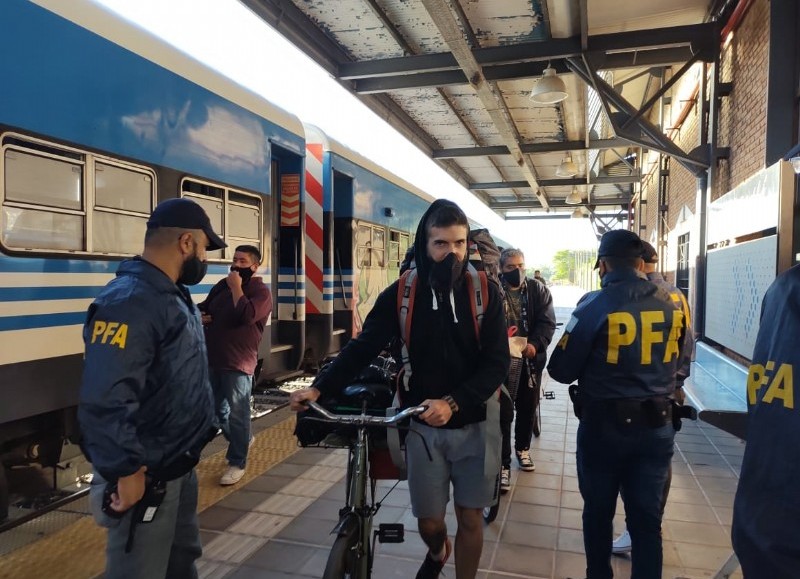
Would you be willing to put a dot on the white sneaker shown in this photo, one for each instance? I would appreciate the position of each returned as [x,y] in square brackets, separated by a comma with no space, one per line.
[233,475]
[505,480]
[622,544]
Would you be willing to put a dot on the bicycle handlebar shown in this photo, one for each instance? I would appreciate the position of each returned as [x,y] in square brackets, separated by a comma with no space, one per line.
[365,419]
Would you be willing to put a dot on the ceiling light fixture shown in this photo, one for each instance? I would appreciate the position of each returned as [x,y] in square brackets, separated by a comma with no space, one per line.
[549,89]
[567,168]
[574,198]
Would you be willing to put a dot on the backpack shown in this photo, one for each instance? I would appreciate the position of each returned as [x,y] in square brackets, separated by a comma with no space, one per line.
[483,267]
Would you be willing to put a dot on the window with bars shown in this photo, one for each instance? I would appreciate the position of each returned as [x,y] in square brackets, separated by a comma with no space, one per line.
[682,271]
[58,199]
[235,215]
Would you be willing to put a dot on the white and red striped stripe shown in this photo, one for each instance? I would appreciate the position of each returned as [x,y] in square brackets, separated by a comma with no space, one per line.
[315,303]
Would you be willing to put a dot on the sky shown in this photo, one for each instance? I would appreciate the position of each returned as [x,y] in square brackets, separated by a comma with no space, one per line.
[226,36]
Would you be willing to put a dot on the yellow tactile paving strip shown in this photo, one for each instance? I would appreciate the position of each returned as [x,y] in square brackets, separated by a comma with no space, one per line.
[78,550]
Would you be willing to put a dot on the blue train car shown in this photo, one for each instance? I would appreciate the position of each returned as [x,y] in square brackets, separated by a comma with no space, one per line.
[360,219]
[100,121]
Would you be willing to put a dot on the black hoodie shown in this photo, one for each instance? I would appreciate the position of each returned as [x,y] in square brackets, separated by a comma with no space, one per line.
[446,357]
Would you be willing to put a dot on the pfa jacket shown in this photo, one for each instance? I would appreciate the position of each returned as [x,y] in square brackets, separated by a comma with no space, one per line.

◆ ◆ ◆ ◆

- [CHALLENGE]: Copy all of the material above word for word, leaving out the picture.

- [RESULT]:
Would you be willing to put a dot on the white sneaker shown in this photo, one for each instance? I would appreciate the position of each returned as [x,y] in square brackets, separated by a comma with no space, one per line.
[233,475]
[505,480]
[622,544]
Would you be willing to put a dot on the bicycle handlebar shown in this photo, one for each instance? I would appreciate the position of each returned as [x,y] in square brackets, separated by a comma with no space, one per line.
[365,419]
Would you be willing to put a dot on the ceiling light fixture shown in this photo, one for each instance? I would appreciate the position of each returned as [x,y] in square brackets, separated by a comma with no space, one per line.
[549,89]
[567,168]
[574,198]
Would you be willing to put a dot on the backpack shown in this photo, one for each instance? I would appreciate the position of each returned as [x,y] in square brackets, separated by a comma with no space, one per line.
[483,267]
Would you be willing to put a dot on the window with bars shown in this photo, one for each instance? I would appreciate the position of each returned as [x,y] in square brackets, separated by a comma with no space, one per line.
[682,271]
[58,199]
[235,215]
Would you be willing to put a dot on the white and red striped stripe shown in this photo, one for each instance? I would appreciate the position of each returned as [x,y] in square brackets, separated by a comma with no space, one per line.
[315,303]
Would you be willing to put a dot on the sky shown in this photo, one for each instance? I would appreciate the position of each returned as [x,y] in square brackets, separated by a comma with no space, one per line.
[226,36]
Would you be willing to put a dot on the yellow tactile paving strip shown in this photo, one for each instance? I would appreciate the position of each returned as [x,y] in square brackets, separated by a comma with no space, one per line.
[78,550]
Would you be willing to put a dot on the blue train car shown in this photo, one for each instance? I would appreciate the position of each returned as [x,y] in square brackets, separated by a comma with no space, one per line.
[360,219]
[100,121]
Would you be willing to put a dot on the black hoodie shown in this photo, one for each instance? I would appreciate the position of each returned as [x,y] in square brackets, separated by a comma with no space, one per line.
[446,357]
Would you be willing to put a dot on the pfa jacket shown in this photo, one for each instance? I would appreciate the position of each returned as [x,y] in square brackets, separated by a comma with no space, one per line.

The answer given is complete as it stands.